Directions »
Begin at the line below that has "Target: sunlit snow surface" and stop after the line that has "Target: floor vent". Please restate only those lines, word for word.

Data for this task »
========================================================================

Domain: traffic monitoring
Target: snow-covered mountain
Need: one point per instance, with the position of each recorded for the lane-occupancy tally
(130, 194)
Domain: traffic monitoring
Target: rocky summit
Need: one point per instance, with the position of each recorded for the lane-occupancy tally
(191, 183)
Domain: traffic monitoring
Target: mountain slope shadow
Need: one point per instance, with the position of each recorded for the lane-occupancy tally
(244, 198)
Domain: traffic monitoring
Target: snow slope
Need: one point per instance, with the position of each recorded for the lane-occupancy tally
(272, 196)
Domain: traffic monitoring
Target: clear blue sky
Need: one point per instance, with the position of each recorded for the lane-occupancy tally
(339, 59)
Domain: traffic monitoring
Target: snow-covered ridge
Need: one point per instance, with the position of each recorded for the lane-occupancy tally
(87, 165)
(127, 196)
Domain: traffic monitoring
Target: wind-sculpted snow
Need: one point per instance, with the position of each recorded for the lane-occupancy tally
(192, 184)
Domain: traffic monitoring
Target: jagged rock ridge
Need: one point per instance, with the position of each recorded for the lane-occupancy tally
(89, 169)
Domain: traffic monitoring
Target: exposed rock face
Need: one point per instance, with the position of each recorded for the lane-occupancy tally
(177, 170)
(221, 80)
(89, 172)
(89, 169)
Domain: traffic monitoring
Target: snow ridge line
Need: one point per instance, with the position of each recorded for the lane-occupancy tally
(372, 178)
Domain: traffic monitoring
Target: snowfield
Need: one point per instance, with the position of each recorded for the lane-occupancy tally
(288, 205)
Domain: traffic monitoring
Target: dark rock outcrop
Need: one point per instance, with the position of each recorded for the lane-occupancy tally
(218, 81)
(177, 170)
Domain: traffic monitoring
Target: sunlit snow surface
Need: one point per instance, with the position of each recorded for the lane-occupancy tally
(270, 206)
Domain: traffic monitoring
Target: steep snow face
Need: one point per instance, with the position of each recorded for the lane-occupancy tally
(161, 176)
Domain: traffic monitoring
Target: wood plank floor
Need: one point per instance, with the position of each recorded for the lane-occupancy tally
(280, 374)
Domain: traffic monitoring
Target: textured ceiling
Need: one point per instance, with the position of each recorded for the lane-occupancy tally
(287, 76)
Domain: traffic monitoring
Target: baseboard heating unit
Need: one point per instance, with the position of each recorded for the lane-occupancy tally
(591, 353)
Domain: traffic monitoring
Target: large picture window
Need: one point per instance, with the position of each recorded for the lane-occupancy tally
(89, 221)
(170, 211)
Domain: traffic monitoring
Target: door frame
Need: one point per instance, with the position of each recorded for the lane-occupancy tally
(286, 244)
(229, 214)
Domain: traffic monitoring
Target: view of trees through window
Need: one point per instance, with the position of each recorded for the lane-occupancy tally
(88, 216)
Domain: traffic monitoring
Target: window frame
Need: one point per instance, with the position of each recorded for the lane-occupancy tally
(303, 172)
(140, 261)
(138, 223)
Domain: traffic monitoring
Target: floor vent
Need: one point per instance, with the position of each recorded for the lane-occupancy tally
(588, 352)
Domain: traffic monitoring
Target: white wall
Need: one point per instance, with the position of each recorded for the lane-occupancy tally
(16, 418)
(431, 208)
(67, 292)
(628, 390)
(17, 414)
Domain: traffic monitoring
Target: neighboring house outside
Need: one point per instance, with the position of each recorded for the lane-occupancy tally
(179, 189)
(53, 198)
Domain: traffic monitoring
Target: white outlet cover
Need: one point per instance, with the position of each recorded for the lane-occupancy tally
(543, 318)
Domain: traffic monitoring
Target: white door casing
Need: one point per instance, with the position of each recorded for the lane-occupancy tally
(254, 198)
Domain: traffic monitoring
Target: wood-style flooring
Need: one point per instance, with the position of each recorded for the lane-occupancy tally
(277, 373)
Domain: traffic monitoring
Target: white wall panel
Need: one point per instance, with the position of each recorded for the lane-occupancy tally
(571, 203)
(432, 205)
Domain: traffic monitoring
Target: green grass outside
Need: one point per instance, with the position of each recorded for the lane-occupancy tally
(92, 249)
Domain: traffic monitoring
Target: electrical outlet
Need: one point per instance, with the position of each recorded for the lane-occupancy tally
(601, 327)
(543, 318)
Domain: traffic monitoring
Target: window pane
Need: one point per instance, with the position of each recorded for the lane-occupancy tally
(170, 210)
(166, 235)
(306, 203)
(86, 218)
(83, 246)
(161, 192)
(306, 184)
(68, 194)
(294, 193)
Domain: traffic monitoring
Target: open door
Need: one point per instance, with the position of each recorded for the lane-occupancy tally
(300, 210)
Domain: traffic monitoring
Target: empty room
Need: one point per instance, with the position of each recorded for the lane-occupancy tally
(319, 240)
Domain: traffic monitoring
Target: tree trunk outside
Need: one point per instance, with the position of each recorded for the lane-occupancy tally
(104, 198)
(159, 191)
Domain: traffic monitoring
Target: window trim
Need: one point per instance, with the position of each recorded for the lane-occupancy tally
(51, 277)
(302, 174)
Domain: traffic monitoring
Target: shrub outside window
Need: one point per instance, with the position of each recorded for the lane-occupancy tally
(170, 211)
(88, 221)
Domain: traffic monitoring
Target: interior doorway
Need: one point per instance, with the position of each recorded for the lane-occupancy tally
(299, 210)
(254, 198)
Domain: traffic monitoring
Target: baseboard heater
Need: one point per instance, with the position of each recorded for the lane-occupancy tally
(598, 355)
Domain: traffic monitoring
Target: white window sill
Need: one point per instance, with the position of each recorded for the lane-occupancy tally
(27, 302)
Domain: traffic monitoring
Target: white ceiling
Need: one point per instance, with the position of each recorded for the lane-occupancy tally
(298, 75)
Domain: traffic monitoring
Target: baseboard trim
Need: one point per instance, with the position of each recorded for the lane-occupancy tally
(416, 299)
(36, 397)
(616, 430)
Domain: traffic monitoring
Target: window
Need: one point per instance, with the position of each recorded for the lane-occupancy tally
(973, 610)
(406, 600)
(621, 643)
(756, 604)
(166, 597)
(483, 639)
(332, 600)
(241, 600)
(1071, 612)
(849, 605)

========================================================================

Output below »
Target: sunlit snow surface
Need: one point per instance, with the position of each recorded for the lane-occupancy tally
(270, 206)
Domain: traffic monitoring
Target: steep snow face
Need: one point per instance, with the position of each recorded for the lane-occupancy tally
(161, 176)
Domain: traffic monitoring
Target: wood plank floor
Need: one point per instance, with the position of each recorded for the lane-occupancy tally
(280, 374)
Domain: traffic monitoring
Target: textured ceiling
Need: one point per instance, with the position of each recorded for the lane-occupancy tally
(287, 76)
Domain: traffic monitoring
Target: baseboard heating unit
Need: one point per instance, with the position of each recorded for the lane-occupancy tally
(591, 353)
Domain: traffic monitoring
Target: large picture window
Need: one point per instance, with the position of each recorded for the lane-occupancy tally
(89, 221)
(170, 211)
Domain: traffic monitoring
Target: door frame
Need: one point per instance, with the position of each recorded for the lane-occupancy tally
(286, 244)
(229, 214)
Domain: traffic monitoring
Target: view of trees through window
Need: one point per instance, with the position of each recorded for the lane-occupancy tally
(88, 216)
Domain: traffic monitoring
Target: window frame
Need: one point per instance, with the position of each recorded for the lane-occupancy tally
(303, 172)
(140, 261)
(138, 223)
Domain: traffic monitoring
Target: floor vent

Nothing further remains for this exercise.